• Task brief
Pull out every line in the entries below that contains the word "sand", and copy each one in full.

• Source data
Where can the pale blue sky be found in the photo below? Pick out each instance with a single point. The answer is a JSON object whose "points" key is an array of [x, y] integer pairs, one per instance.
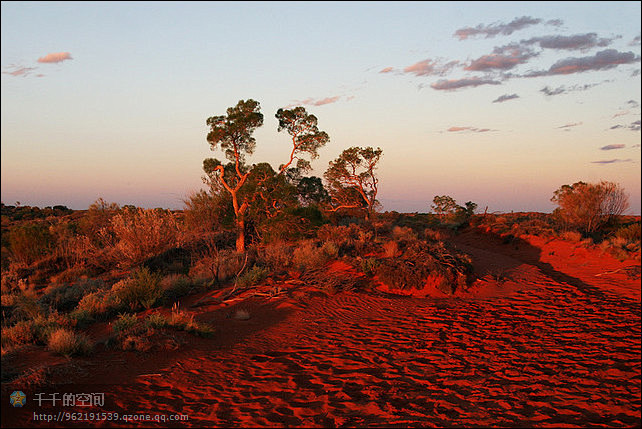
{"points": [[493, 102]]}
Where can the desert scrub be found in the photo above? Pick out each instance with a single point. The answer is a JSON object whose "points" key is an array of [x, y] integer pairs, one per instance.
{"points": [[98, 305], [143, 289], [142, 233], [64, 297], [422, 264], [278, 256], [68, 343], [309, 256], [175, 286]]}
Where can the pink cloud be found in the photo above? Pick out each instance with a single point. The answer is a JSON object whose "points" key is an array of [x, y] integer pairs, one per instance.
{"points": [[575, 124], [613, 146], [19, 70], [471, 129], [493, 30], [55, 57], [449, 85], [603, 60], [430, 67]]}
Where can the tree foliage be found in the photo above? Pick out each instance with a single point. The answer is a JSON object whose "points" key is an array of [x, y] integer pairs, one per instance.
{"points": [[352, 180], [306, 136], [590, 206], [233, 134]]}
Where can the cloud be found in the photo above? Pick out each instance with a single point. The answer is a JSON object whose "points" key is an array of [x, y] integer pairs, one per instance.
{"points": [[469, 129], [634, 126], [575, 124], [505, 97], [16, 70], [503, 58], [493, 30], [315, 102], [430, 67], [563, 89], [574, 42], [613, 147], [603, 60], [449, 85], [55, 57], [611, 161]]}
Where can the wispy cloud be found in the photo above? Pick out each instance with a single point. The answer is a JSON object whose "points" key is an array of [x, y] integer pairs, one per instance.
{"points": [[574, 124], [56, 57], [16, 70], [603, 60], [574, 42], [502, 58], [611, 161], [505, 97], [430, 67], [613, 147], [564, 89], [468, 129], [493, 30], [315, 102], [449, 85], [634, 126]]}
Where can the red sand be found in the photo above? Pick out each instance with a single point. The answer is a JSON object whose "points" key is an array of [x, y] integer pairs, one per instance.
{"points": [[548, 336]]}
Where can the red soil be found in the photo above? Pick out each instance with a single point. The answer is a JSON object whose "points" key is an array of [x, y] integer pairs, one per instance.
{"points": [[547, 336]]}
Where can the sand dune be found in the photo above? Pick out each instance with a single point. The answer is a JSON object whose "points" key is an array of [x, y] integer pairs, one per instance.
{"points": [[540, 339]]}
---
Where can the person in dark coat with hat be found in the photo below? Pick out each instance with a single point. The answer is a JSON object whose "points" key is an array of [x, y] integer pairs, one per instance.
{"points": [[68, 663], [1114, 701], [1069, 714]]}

• The completed task
Where can the red sand be found in the photo above? Pick out each instance with a single point. The answer is a JSON object whose "points" key is an array of [x, y] integer pairs, one per instance.
Where can the sand dune be found in the photo above? Pick out each instance with a single point. The answer is a JSON object whose "points" key is an array of [x, y] integer pairs, one per instance.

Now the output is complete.